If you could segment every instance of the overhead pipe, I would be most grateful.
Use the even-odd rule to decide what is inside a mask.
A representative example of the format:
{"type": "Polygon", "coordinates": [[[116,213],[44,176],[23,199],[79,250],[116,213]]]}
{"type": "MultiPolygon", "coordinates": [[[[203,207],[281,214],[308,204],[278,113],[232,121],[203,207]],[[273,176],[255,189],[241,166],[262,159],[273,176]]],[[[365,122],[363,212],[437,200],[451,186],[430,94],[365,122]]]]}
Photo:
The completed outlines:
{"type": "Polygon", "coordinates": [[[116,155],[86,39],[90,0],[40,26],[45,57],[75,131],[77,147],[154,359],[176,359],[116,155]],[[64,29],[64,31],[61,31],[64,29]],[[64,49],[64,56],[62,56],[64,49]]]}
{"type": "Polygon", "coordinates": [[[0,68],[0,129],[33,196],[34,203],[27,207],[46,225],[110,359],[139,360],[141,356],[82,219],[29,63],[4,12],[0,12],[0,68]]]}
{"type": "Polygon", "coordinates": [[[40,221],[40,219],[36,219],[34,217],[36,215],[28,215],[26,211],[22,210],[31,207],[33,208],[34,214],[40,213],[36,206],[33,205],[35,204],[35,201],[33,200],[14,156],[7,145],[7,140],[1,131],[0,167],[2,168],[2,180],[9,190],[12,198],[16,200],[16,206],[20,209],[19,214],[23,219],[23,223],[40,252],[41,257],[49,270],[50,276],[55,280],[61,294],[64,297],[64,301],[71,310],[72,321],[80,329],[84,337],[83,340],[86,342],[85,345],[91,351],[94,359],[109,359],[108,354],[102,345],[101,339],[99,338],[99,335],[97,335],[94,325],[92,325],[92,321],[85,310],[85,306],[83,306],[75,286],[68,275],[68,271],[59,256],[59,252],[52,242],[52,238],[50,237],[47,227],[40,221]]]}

+++++

**Task:**
Render all the material above as a two-column CSV with the headers "request" and "answer", one row per request. Wrap each field in double quotes and replace line breaks inside a field with spaces.

**Task answer:**
request,answer
"If you could segment every instance of the overhead pipe, I would be most grateful. Use the even-odd rule to decide what is inside a mask. A representative example of the format: {""type"": ""Polygon"", ""coordinates"": [[[116,213],[44,176],[23,199],[79,250],[116,213]]]} {""type"": ""MultiPolygon"", ""coordinates"": [[[[203,207],[281,214],[308,204],[278,113],[232,121],[203,207]],[[273,176],[255,189],[241,166],[262,159],[273,176]]],[[[365,122],[363,212],[437,200],[451,186],[430,94],[365,122]]]]} Photo: The completed outlines:","{""type"": ""Polygon"", ""coordinates"": [[[116,155],[86,39],[90,0],[40,26],[45,57],[75,131],[77,147],[154,359],[176,359],[116,155]],[[64,29],[64,31],[61,31],[64,29]],[[64,49],[64,56],[62,56],[64,49]]]} {""type"": ""Polygon"", ""coordinates"": [[[0,68],[0,129],[33,196],[34,203],[27,207],[46,225],[110,359],[139,360],[141,356],[82,219],[29,63],[4,12],[0,12],[0,68]]]} {""type"": ""Polygon"", ""coordinates"": [[[40,221],[40,219],[36,219],[34,217],[36,215],[28,215],[26,211],[22,210],[31,207],[33,208],[34,214],[40,213],[36,206],[33,205],[35,204],[35,201],[33,200],[14,156],[7,145],[7,140],[1,131],[0,167],[2,168],[2,180],[9,190],[12,198],[16,200],[16,206],[20,209],[19,214],[23,219],[23,223],[40,252],[41,257],[49,270],[50,276],[55,280],[61,294],[64,297],[64,301],[71,310],[72,321],[80,329],[84,337],[83,340],[86,342],[85,345],[91,351],[94,359],[109,359],[108,354],[102,345],[101,339],[99,338],[99,335],[97,335],[94,325],[92,325],[92,321],[85,310],[85,306],[83,306],[75,286],[68,275],[68,271],[59,256],[59,252],[52,242],[52,238],[50,237],[47,227],[40,221]]]}"